DATA UNDER STUDY:
━━━━━━━━━━

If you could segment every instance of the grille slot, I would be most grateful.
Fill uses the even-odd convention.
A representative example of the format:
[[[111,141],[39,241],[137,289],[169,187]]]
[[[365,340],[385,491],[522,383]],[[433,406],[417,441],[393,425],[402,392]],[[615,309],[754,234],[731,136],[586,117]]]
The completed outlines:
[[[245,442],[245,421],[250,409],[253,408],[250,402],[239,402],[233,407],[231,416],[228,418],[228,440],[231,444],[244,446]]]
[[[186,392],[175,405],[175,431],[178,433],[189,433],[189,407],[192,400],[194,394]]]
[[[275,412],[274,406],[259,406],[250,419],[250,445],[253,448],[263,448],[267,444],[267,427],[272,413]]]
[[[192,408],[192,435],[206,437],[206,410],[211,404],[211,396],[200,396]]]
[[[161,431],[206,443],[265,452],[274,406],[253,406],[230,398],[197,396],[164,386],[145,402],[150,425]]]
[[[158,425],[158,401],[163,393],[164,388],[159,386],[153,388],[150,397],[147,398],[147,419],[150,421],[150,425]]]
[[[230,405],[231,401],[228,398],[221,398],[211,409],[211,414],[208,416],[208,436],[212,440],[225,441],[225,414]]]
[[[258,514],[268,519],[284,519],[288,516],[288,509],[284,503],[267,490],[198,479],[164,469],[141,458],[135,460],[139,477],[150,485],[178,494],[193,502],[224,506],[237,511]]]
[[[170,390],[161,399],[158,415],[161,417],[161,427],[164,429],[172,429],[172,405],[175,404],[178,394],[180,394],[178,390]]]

━━━━━━━━━━

EXERCISE OBJECTIVE: Your answer must be the complete listing, repeated exactly.

SOLVED EXERCISE:
If you could segment every instance of the grille slot, I would be most grateful.
Fill uses the even-odd convention.
A representative example of the format:
[[[111,141],[39,241],[137,289],[169,187]]]
[[[365,340],[385,491],[522,383]],[[433,406],[417,441],[393,425],[402,392]],[[615,309],[754,234],[731,136],[586,117]]]
The completed outlines:
[[[245,442],[245,421],[250,409],[253,408],[250,402],[239,402],[233,407],[231,416],[228,418],[228,440],[231,444],[244,446]]]
[[[186,392],[175,405],[175,431],[178,433],[189,433],[189,407],[192,400],[194,394]]]
[[[275,412],[274,406],[259,406],[250,419],[250,445],[253,448],[263,448],[267,444],[267,427],[272,413]]]
[[[192,408],[192,435],[206,437],[206,410],[211,404],[211,396],[200,396]]]
[[[161,431],[206,443],[265,452],[274,406],[253,406],[230,398],[197,396],[164,386],[145,402],[150,425]]]
[[[158,425],[158,401],[163,393],[164,388],[159,386],[153,388],[150,397],[147,398],[147,419],[150,421],[150,425]]]
[[[230,405],[231,401],[228,398],[221,398],[211,409],[211,414],[208,416],[208,436],[212,440],[225,441],[225,414]]]
[[[258,514],[268,519],[284,519],[288,516],[288,509],[284,503],[267,490],[198,479],[164,469],[141,458],[135,460],[139,477],[150,485],[178,494],[193,502],[224,506],[237,511]]]
[[[170,390],[161,399],[158,415],[161,417],[161,427],[164,429],[172,429],[172,405],[175,404],[178,394],[180,394],[178,390]]]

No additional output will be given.